Answer these from the notebook extracts below:
(a) Where does Brundle keep his rejected body parts?
(b) Through what does the viewer fully see Buffalo Bill?
(c) What date heads the extract on The Silence of the Lambs?

(DOCUMENT SECTION Opens)

Wednesday 20 January 2010

Notebook Extract

The Fly

For most of Cronenberg's male protagonists, sexual contact results in disease and / or mutation. Personal identity and notions of the self disintegrate as Cronenberg represents the infected male as a womb in which the abstracted life form gestates. Often unable to cope with this transformation the male relies upon the strong female of the narrative in order to rectify the status quo. After his disastrous teleportation, Seth Brundle slowly transforms into a hybrid of human and fly, resulting in a breakdown of the human form into Brundlefly. Unable to deal with the consequences of his actions, Brundle retreats into science, cataloging his decay and keeping his rejected body parts in specimen jars. Accepting his mutation with a rational mind, Brundle's clinical approach emphases his self-alienation. As such Brundle becomes another Cronenberg male: obsessional, incapable of dealing with emotions and alienated from those who surround him.

Sunday 10 January 2010

Notebook Extract

The Silence of the Lambs

Buffalo Bill is not endowed with supernatural powers nor does he require the use of specialist tools to aid him in his killing. He is simply human but one who has been constructed through years of systematic abuse. He exists on the periphery of the narrative, shrouded in partially darkness. The viewer sees only fragments - a hand, an angle on his face; they hear his unusual voice. The viewer only fully sees him when he chooses to present himself to them through his own video camera.

Jame Gumb's desired transformation gives The Silence of the Lambs a two fold rite of passage subtext. Both protagonist and antagonist desire change, a shift that will align them with their opposite sex. By realigning their gender this way both can overcome the traumas of the past and accept themselves into society.

(DOCUMENT SECTION Closes)
(RECORDS SUPPLIED Opens)

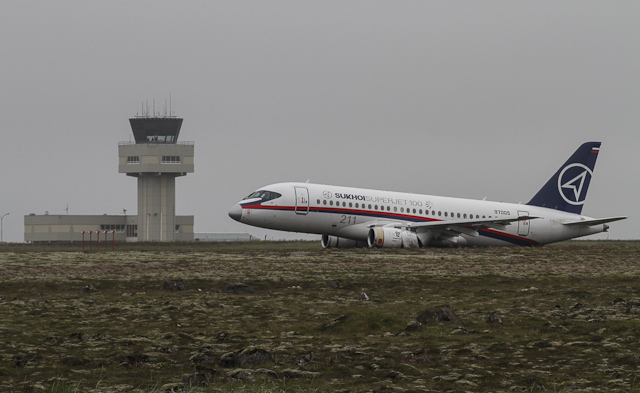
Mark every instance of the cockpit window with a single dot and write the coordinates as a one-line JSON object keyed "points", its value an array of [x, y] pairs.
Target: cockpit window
{"points": [[265, 195]]}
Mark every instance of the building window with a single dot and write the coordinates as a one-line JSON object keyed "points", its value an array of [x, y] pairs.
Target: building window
{"points": [[170, 159], [132, 231], [112, 227]]}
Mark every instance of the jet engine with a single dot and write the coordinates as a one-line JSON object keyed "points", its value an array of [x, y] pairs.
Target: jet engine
{"points": [[389, 237], [340, 242]]}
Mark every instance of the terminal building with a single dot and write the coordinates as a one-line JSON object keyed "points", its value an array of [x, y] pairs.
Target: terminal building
{"points": [[156, 159]]}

(RECORDS SUPPLIED Closes)

**RESPONSE:**
(a) In specimen jars.
(b) Through his own video camera.
(c) Sunday 10 January 2010.